- Задание
Перепишите весь текст о командире Голубкове слово в слово, ничего не меняя и не пропуская.

- Текст документа
Когда благородный напиток был выпит, командир почему-то не почувствовал полного удовлетворения. Его широкая русская душа требовала продолжения банкета. Недолго думая, он попросил:

- Петрович! Сходи-ка на лодку, да принеси бутылочку «шильца».

На всех флотах неоглядного Советского Союза «шилом» назывался корабельный спирт. Николай Петрович сбегал на лодку, принес оттуда бутылку этого популярного флотского напитка, и задушевная беседа с командиром продолжилась до раннего утра. Ублажив начальника, отпускник Касапов ушел в свою каюту, где лег на койку  и заснул сном праведника. А утром его разбудил командир, который сурово отчитал его за то, что Петрович не вышел на подъем флага. Тщетны были старания механика хоть как-то защититься. Все его оправдания  по поводу пребывания в отпуске оказались неубедительными.

     И все же, командир Голубков, несмотря на кажущуюся суровость, был добрым и мягким человеком. Он плохо переносил наступательный порыв своих подчиненных и совершенно терялся, когда офицеры «шли на него в штыковую атаку и брали за горло». Он уступал требованиям своих подопечных, потому что понимал мотивацию их поступков, знал, что не от хорошей жизни человек идет на конфликт. Свои поражения командир переносил мужественно, он никогда и ни на кого не жаловался командованию, которое его уважало и ценило. Забегая вперед, хочу сказать, что настоящим командиром Олег Викторович так и не стал. После окончания ремонта лодку, по решению командования флотом, законсервировали. Всю свою оставшуюся часть службы Голубков проведет на берегу. Некоторых командиров лодок консервации привлекали к участию в автономных походах перволинейных субмарин, где они исполняли роль вторых командиров. Но Олег Викторович не подходил для этой цели, ввиду недостаточности своего практического опыта. Он был обаятельным человеком, его все любили и уважали. Командование соединения бережно отнеслось к судьбе Голубкова, дав ему  возможность, спокойно, без лишних потрясений, дослужить свой срок и уйти на заслуженный отдых в ореоле всеобщего уважения и славы.

- Исходные данные
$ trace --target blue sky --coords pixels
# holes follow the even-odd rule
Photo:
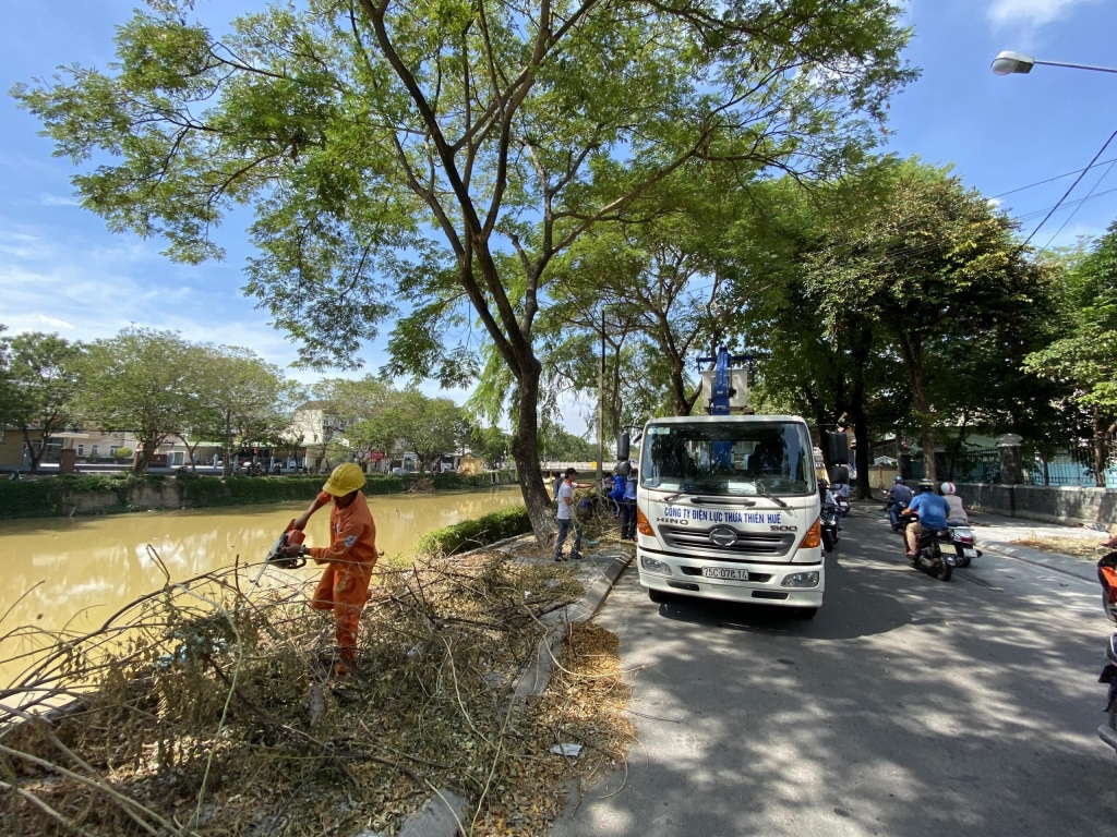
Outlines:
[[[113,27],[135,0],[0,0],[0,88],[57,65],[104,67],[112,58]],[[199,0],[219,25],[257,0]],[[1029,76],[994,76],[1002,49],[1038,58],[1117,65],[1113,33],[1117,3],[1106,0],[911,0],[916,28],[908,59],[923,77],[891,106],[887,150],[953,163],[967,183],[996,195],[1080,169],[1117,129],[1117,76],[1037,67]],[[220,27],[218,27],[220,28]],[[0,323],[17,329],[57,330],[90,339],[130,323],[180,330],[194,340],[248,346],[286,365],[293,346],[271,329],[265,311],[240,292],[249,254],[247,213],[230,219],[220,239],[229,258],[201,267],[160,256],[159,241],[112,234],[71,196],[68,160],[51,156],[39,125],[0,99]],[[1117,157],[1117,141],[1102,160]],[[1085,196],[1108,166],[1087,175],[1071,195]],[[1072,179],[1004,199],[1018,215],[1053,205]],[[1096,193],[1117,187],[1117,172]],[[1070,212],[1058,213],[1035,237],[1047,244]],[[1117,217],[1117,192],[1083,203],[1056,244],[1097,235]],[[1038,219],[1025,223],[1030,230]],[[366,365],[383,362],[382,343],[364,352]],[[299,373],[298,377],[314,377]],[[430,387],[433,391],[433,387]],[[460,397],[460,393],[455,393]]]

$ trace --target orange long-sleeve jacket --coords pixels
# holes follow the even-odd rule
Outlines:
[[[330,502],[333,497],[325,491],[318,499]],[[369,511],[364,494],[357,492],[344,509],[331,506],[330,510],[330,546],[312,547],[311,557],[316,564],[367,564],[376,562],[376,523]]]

...

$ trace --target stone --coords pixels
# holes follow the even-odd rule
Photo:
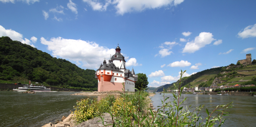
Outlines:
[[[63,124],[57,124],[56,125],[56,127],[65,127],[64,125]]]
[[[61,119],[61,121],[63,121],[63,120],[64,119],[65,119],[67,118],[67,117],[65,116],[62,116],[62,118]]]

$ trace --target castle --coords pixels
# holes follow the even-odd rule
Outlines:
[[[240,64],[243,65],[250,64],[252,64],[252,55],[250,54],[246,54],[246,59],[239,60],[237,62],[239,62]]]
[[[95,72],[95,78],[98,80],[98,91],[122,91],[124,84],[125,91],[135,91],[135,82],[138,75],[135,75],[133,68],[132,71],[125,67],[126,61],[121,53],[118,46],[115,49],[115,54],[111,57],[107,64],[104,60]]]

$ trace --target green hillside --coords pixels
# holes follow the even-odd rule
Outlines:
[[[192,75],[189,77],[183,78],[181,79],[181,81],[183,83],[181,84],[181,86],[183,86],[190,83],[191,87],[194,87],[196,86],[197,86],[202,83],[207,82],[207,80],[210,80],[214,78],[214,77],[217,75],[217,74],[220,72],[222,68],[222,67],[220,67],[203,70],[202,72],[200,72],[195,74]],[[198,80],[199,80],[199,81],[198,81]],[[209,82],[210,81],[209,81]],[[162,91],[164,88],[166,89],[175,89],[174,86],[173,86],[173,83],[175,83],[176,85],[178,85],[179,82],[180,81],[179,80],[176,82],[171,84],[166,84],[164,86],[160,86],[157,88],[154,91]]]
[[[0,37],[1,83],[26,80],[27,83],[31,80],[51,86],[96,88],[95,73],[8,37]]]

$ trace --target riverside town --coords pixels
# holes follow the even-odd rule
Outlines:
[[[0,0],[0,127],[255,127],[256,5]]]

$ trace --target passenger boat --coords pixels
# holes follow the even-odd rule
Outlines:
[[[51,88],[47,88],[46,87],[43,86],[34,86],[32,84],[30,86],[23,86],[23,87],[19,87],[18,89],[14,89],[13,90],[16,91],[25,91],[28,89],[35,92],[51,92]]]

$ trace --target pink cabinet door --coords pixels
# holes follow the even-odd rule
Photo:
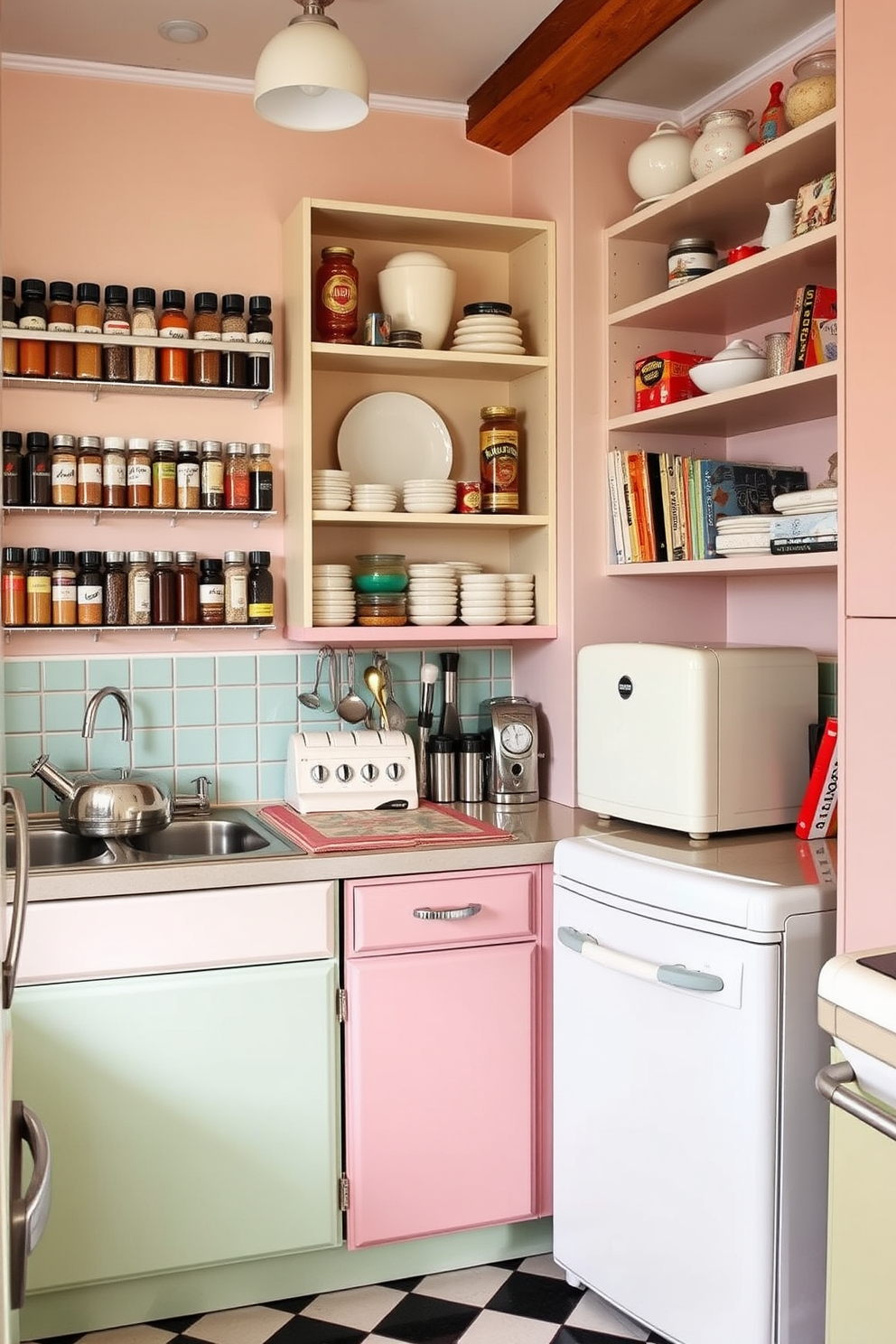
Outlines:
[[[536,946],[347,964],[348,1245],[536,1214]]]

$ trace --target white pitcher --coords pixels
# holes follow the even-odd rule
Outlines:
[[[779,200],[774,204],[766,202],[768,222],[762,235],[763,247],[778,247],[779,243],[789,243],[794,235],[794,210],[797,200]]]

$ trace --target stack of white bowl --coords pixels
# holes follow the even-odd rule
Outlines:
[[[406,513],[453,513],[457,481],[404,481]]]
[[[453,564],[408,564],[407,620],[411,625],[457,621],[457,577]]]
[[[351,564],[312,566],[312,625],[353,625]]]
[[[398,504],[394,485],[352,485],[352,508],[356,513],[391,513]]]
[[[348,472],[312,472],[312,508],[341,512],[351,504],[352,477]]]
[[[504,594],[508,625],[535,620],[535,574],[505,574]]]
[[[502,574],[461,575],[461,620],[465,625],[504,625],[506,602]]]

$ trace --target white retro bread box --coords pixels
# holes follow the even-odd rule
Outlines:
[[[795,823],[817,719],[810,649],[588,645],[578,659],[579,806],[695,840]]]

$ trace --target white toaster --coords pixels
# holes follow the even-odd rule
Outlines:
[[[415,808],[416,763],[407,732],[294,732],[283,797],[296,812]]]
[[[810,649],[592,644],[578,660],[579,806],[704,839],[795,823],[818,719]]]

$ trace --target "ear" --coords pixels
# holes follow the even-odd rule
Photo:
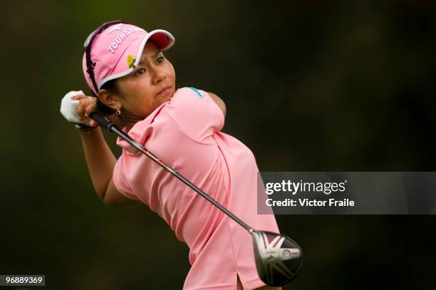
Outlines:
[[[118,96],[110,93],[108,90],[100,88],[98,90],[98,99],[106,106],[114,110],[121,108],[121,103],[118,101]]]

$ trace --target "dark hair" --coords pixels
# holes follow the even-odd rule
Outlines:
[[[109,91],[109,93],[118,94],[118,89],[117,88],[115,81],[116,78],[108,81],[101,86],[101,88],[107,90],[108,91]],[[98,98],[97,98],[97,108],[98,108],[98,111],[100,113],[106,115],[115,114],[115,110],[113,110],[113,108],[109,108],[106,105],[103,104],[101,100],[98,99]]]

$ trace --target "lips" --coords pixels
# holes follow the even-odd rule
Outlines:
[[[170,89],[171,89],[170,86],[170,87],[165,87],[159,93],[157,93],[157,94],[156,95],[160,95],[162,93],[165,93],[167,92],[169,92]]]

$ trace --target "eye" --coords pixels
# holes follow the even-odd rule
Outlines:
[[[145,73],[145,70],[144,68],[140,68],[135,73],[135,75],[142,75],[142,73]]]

- Решение
Когда благородный напиток был выпит, командир почему-то не почувствовал полного удовлетворения. Его широкая русская душа требовала продолжения банкета. Недолго думая, он попросил:

- Петрович! Сходи-ка на лодку, да принеси бутылочку «шильца».

На всех флотах неоглядного Советского Союза «шилом» назывался корабельный спирт. Николай Петрович сбегал на лодку, принес оттуда бутылку этого популярного флотского напитка, и задушевная беседа с командиром продолжилась до раннего утра. Ублажив начальника, отпускник Касапов ушел в свою каюту, где лег на койку  и заснул сном праведника. А утром его разбудил командир, который сурово отчитал его за то, что Петрович не вышел на подъем флага. Тщетны были старания механика хоть как-то защититься. Все его оправдания  по поводу пребывания в отпуске оказались неубедительными.

     И все же, командир Голубков, несмотря на кажущуюся суровость, был добрым и мягким человеком. Он плохо переносил наступательный порыв своих подчиненных и совершенно терялся, когда офицеры «шли на него в штыковую атаку и брали за горло». Он уступал требованиям своих подопечных, потому что понимал мотивацию их поступков, знал, что не от хорошей жизни человек идет на конфликт. Свои поражения командир переносил мужественно, он никогда и ни на кого не жаловался командованию, которое его уважало и ценило. Забегая вперед, хочу сказать, что настоящим командиром Олег Викторович так и не стал. После окончания ремонта лодку, по решению командования флотом, законсервировали. Всю свою оставшуюся часть службы Голубков проведет на берегу. Некоторых командиров лодок консервации привлекали к участию в автономных походах перволинейных субмарин, где они исполняли роль вторых командиров. Но Олег Викторович не подходил для этой цели, ввиду недостаточности своего практического опыта. Он был обаятельным человеком, его все любили и уважали. Командование соединения бережно отнеслось к судьбе Голубкова, дав ему  возможность, спокойно, без лишних потрясений, дослужить свой срок и уйти на заслуженный отдых в ореоле всеобщего уважения и славы.